— BEGIN Data —

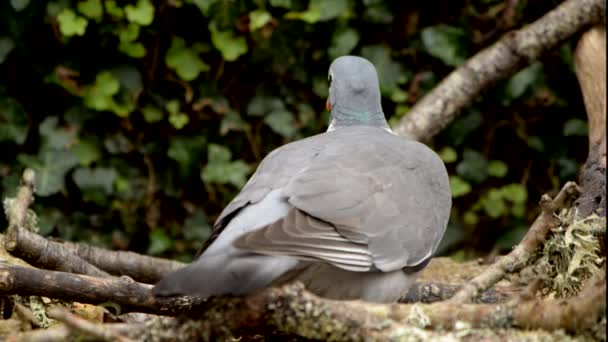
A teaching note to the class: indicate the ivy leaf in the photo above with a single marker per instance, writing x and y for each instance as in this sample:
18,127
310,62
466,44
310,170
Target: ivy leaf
322,10
159,242
91,9
576,127
204,5
470,218
185,150
54,136
515,193
493,203
99,95
218,154
142,13
135,50
178,120
128,33
51,166
497,168
184,61
446,43
99,177
230,47
464,126
522,81
87,151
282,122
459,187
258,18
6,46
71,24
473,167
113,9
232,121
260,105
13,121
152,114
389,71
535,143
343,42
281,3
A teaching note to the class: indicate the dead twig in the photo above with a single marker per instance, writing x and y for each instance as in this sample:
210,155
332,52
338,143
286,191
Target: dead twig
514,50
292,310
40,252
522,254
142,268
129,296
22,242
99,331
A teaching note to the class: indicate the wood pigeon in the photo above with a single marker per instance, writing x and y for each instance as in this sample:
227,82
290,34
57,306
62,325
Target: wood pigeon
353,213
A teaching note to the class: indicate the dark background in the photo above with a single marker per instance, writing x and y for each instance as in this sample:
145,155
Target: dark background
144,118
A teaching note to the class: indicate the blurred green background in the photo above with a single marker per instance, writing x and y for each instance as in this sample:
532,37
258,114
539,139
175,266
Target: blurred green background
144,118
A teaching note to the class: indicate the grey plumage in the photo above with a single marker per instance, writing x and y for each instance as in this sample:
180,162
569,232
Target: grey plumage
353,213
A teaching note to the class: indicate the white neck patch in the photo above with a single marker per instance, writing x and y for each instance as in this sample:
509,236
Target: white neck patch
332,127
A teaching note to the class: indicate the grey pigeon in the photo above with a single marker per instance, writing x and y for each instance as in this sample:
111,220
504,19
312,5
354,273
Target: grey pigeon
353,213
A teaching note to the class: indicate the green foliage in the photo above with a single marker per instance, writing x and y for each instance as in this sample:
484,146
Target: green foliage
6,46
71,24
230,46
257,19
143,119
446,43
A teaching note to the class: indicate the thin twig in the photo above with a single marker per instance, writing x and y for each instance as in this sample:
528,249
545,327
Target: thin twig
524,251
98,331
513,51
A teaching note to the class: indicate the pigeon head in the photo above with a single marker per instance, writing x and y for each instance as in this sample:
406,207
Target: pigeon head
354,94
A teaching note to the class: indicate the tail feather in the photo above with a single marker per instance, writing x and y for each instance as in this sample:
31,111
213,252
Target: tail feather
226,273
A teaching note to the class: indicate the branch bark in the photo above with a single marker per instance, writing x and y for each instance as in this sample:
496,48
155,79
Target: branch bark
293,310
523,253
458,90
590,65
142,268
129,295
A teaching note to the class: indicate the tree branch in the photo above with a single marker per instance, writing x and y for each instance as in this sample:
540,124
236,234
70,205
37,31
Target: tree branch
523,253
458,90
590,65
143,268
292,310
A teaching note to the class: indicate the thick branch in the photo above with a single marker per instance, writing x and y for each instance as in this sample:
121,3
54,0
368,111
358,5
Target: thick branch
590,63
42,253
524,251
129,295
100,332
436,292
143,268
293,310
458,90
29,246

— END Data —

Short exercise
Reproduce all of the entries above word for word, omitting the pictures.

Solved problem
A teaching note to the class: indicate the ivy leaf in the photo above with a single marker per instance, writing x and y for each instance as in this sample:
18,127
310,62
466,44
310,170
Target: ivy leaf
322,10
159,242
91,9
576,127
204,5
470,218
185,150
54,136
515,193
493,203
99,95
218,154
142,13
135,50
178,120
128,33
51,166
497,168
184,61
446,43
99,177
230,47
464,126
522,81
87,151
282,122
459,187
258,18
6,46
71,24
473,167
113,9
232,121
260,105
13,121
152,114
389,71
535,143
343,42
281,3
A teaching note to the class: indicate the dead twig in the photo above with a single marker per instance, writing x and y for each instance as in this sample:
210,155
332,52
338,143
286,191
Target: dead twig
514,50
292,310
40,252
522,254
142,268
129,296
22,242
99,331
A teaching note to the class: indicate the wood pigeon in the photo above with a single marker per instance, writing x and y for each instance as in this sample:
227,82
290,34
57,306
62,325
Target: wood pigeon
353,213
A teaching note to the class: indicate the dark background in the photo above with a single marker per instance, writing x and y for each instance as in this sample:
145,155
Target: dark background
144,118
A teaching note to the class: indicate the blurred green background in the photo above with a single marker per instance, writing x and y for each instance as in this sample:
532,37
258,114
539,139
175,266
Target: blurred green background
144,118
A teaching note to the class: indicate the grey plumage in the photo above with a single marker per instance, writing x and y for each instance as in this sample:
180,162
569,232
Target: grey plumage
353,213
A teaching note to the class: indicate the white neck patch in the photo above with a single marker per instance, writing x and y for each instance as in this sample:
509,236
Target: white neck patch
332,127
A teaching note to the class: indicate the grey pigeon in the photo above with a single marker per instance, writing x and y for each instance as in this sample:
111,220
504,19
312,5
354,273
Target: grey pigeon
353,213
A teaching note to the class: indicate the green foliage in the photo above with a single marker per instance, writing x and y for each instance as in this sample:
484,146
Target: green foliage
6,46
71,24
230,46
257,19
143,119
446,43
A teaching note to the class: indicate the thin twig in the photo above with a single marker per instance, writing x and y for each instance as in this sample:
528,249
545,327
Target: thin twig
524,251
98,331
513,51
A teaching note to the class: indicate the pigeon head in the photo above with a single marker per instance, writing x and y for each instance as in this sample:
406,207
Target: pigeon head
354,94
A teaching note to the class: indicate the tail feather in the photo above with a single marker per instance, writing x and y for each instance as in this sample:
31,111
213,252
Target: tail feather
226,273
A teaching note to the class: indicate the branch bark in the photo above with a single marker per instance, writing x and y for each instance as in this sample:
496,48
155,79
Target: branch bark
293,310
523,253
458,90
590,65
142,268
129,295
A teaching note to the class: indicate the tree branch in the photo above with a single marker per instance, writing x and y for each instance as in this sample:
540,124
236,234
70,205
37,31
Target: tree branch
523,253
458,90
590,65
143,268
292,310
A teaching note to the class: indicate the thick branch in the photo above with a single marker per instance, writing x and y for each instance as in this sample:
121,3
54,0
368,111
358,5
Target: thick branch
590,63
42,253
524,251
129,295
100,332
436,292
143,268
293,310
458,90
29,246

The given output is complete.